#### Set problem
In the post on hypothesis testing, which test does the author use when n is 6 and σ is unknown?

#### Excerpt provided
~/blog

Hypothesis Testing

Apr 11, 2026•9 min read•By Mohammed Vasim

StatisticsMathData Science

A model achieves 83.8% mean CV accuracy. The current baseline is 80%. Is 83.8% genuinely better, or is that 3.8-percentage-point gap noise from six folds? You cannot answer this by staring at the numbers. Hypothesis testing forces precision: it asks how surprising the observed data would be if the model were actually no better than 80%.

The logic is indirect. You do not prove H₁ (the model is better). You try to disprove H₀ (the model equals baseline), and if you can, H₁ becomes the only credible remaining explanation.

The Anchor

Six CV fold accuracy scores:

accuracy = [0.82, 0.79, 0.91, 0.85, 0.78, 0.88]

x̄ = 0.838, s = 0.0477, n = 6. Claimed baseline: μ₀ = 0.80.

H₀ and H₁

State both before touching the data.

Null hypothesis (H₀): the true mean accuracy equals the baseline — any observed excess is random noise.

H₀: μ = 0.80

Alternative hypothesis (H₁): the true mean accuracy exceeds the baseline (one-tailed).

H₁: μ > 0.80

Why one-tailed here? A lower accuracy would not change the deployment decision — the model would just be rejected. You care only about whether the model exceeds baseline, not whether it matches or falls below. You must choose this before seeing results; choosing the direction after viewing data is p-hacking.

Significance level: α = 0.05 — the maximum false-positive rate you accept (reject a true H₀ no more than 5% of the time in repeated experiments).

Test Statistic: Step by Step

With n=6 and unknown σ, use a one-sample t-test.

Formula: t = (x̄ − μ₀) / (s / √n)

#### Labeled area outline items
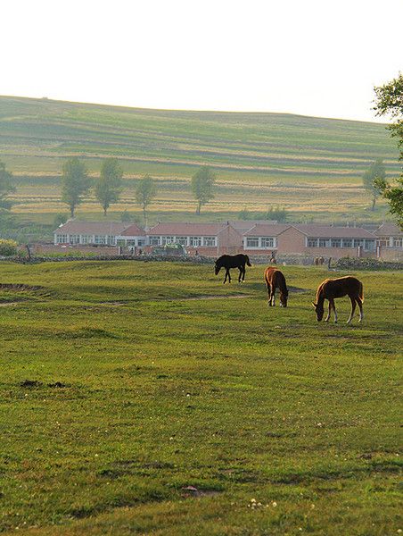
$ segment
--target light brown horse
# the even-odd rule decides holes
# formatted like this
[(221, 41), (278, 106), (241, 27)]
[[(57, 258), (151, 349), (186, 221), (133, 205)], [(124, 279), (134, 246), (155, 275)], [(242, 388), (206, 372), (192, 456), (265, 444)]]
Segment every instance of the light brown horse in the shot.
[(276, 289), (278, 289), (280, 290), (280, 306), (286, 307), (288, 289), (287, 284), (285, 283), (284, 274), (280, 272), (280, 270), (277, 270), (277, 268), (267, 266), (265, 270), (265, 282), (268, 294), (267, 306), (269, 307), (275, 306)]
[(325, 280), (317, 290), (317, 301), (312, 304), (317, 313), (317, 322), (320, 322), (324, 316), (324, 302), (329, 300), (329, 311), (325, 322), (329, 322), (332, 309), (334, 312), (334, 322), (337, 322), (336, 307), (334, 306), (334, 298), (348, 296), (351, 302), (351, 313), (350, 314), (347, 323), (352, 320), (356, 305), (359, 307), (359, 321), (362, 322), (364, 315), (362, 311), (362, 303), (364, 301), (363, 287), (360, 281), (355, 277), (347, 275), (338, 279)]

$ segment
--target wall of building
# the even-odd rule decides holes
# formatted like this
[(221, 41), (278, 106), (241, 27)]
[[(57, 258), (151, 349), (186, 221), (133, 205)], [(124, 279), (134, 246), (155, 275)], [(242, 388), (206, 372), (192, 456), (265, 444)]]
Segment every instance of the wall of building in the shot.
[(307, 253), (305, 235), (293, 227), (286, 229), (277, 237), (277, 252)]

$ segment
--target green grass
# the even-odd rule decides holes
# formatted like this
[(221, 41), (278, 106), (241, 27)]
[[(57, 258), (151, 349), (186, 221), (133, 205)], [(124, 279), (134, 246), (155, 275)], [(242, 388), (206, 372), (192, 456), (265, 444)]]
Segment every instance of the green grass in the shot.
[[(65, 159), (78, 155), (93, 176), (102, 161), (117, 156), (125, 189), (114, 212), (141, 214), (134, 187), (150, 173), (157, 180), (152, 212), (191, 215), (195, 203), (190, 178), (201, 164), (218, 174), (209, 212), (234, 218), (243, 207), (266, 211), (281, 205), (298, 220), (319, 222), (374, 214), (361, 176), (374, 158), (385, 161), (389, 178), (399, 170), (399, 151), (385, 125), (282, 113), (142, 110), (44, 99), (0, 96), (0, 159), (15, 175), (13, 212), (34, 217), (66, 211), (61, 198)], [(332, 204), (329, 205), (329, 199)], [(94, 196), (78, 214), (102, 210)], [(48, 237), (49, 238), (49, 237)]]
[(0, 530), (403, 528), (403, 275), (359, 274), (365, 322), (347, 326), (347, 299), (340, 324), (315, 320), (327, 272), (284, 272), (290, 306), (269, 309), (261, 266), (224, 286), (210, 265), (1, 264), (28, 287), (0, 290)]

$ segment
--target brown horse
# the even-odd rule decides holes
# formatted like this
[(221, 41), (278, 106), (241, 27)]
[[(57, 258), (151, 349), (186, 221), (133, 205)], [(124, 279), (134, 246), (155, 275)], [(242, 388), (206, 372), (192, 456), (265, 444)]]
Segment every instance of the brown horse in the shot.
[(280, 270), (273, 266), (267, 266), (265, 270), (265, 281), (267, 287), (269, 307), (275, 306), (276, 289), (280, 290), (280, 306), (287, 306), (288, 289), (285, 283), (285, 277)]
[(363, 287), (360, 281), (355, 277), (347, 275), (338, 279), (325, 280), (317, 290), (317, 302), (312, 304), (317, 313), (317, 322), (320, 322), (324, 316), (324, 302), (329, 300), (329, 311), (325, 322), (329, 322), (332, 308), (334, 311), (334, 322), (337, 322), (336, 307), (334, 306), (334, 298), (349, 296), (351, 302), (351, 313), (350, 314), (347, 323), (352, 320), (356, 305), (359, 307), (359, 321), (364, 318), (362, 311), (362, 303), (364, 301)]

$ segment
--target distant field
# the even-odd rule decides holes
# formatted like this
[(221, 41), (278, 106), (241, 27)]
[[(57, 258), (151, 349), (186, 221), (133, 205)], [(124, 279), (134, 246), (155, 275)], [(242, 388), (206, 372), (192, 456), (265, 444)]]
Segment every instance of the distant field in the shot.
[[(378, 219), (361, 175), (383, 158), (391, 177), (399, 154), (384, 125), (279, 113), (176, 112), (0, 97), (0, 159), (13, 172), (18, 190), (13, 212), (49, 214), (60, 202), (64, 160), (78, 155), (96, 176), (102, 159), (117, 156), (125, 170), (121, 201), (111, 207), (134, 214), (136, 181), (144, 173), (158, 181), (151, 210), (191, 214), (190, 178), (201, 164), (215, 168), (218, 216), (246, 207), (264, 212), (285, 206), (292, 216), (321, 220)], [(102, 211), (94, 198), (79, 214)], [(98, 216), (99, 217), (99, 216)]]
[(261, 266), (1, 263), (0, 532), (397, 534), (403, 274), (347, 326), (284, 271), (269, 309)]

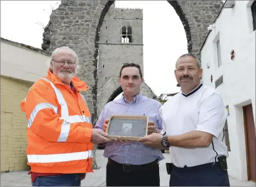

#### Result below
A one-sample t-test.